What to work on | Can you return the EU AI Act passage below word for word, from "Penalties fall into" up to and including "in August 2028."?

Selected passage |
+ + + + +

The companies that will get hurt are not the ones who tried and made an honest mistake. They are the ones who heard “the deadline moved” and decided the whole thing could wait. You now know better. Build your AI inventory, classify your risks, fix the quick wins, train your team, and start the heavy lifting before the clock runs out. Eighteen months sounds generous right up until it isn’t.
Get ahead of this now, while it’s a planning exercise — not later, when it’s a €35 million emergency.
Frequently asked questions about EU AI Act compliance
What is the EU AI Act?
The EU AI Act is the world’s first comprehensive law regulating artificial intelligence. It sorts every AI system into risk categories — unacceptable, high, limited, and minimal — and assigns rules and obligations based on how much harm a system could cause to people’s rights, safety, and livelihoods. It is now in force across the European Union and is rolling out in phases.
Does the EU AI Act apply to small and medium-sized businesses?
Yes. There is no general exemption for SMEs. The Act applies whether you built an AI system or simply use one bought from a vendor, and it reaches any company whose AI affects people inside the EU — even if the business is based elsewhere. SMEs do get a proportionality cushion on penalties, but they are squarely in scope.
What are the fines for breaking the EU AI Act?
Penalties fall into three tiers. Using a banned AI system can cost up to €35 million or 7% of global annual turnover, whichever is higher. Most other compliance failures carry fines of up to €15 million or 3% of turnover, and giving regulators incorrect information can cost up to €7.5 million or 1%. For SMEs and start-ups, the fine is the lower of the fixed amount or the percentage.
When does the EU AI Act take effect? What are the key deadlines?
It applies in stages. The bans on unacceptable-risk AI and the AI literacy duty have applied since February 2025. Rules for general-purpose AI models have applied since August 2025. Transparency rules for AI-generated content and new prohibitions take effect in December 2026. Obligations for most high-risk AI systems apply from December 2027, with high-risk AI inside regulated products following in August 2028.
Was the EU AI Act deadline delayed?
Yes. Under the EU’s “Digital Omnibus” reform agreed in May 2026, the compliance deadline for use-based high-risk AI systems moved from August 2026 to December 2027, and the deadline for product-embedded high-risk AI moved to August 2028. However, several obligations — including the bans, the AI literacy requirement, and the general-purpose AI rules — were already in force and were not delayed.
Does the EU AI Act apply if my company is not based in the EU?
Yes, if your AI system is used by, or affects, people in the EU. Like the GDPR, the Act has extraterritorial reach, so a company’s location outside the EU is not an exemption.
What’s the difference between a “provider” and a “deployer” under the Act?

+ + + + +

Supplied information |
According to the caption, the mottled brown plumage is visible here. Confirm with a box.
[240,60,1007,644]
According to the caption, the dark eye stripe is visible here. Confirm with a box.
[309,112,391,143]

+ + + + +

Task solution |
Penalties fall into three tiers. Using a banned AI system can cost up to €35 million or 7% of global annual turnover, whichever is higher. Most other compliance failures carry fines of up to €15 million or 3% of turnover, and giving regulators incorrect information can cost up to €7.5 million or 1%. For SMEs and start-ups, the fine is the lower of the fixed amount or the percentage.
When does the EU AI Act take effect? What are the key deadlines?
It applies in stages. The bans on unacceptable-risk AI and the AI literacy duty have applied since February 2025. Rules for general-purpose AI models have applied since August 2025. Transparency rules for AI-generated content and new prohibitions take effect in December 2026. Obligations for most high-risk AI systems apply from December 2027, with high-risk AI inside regulated products following in August 2028.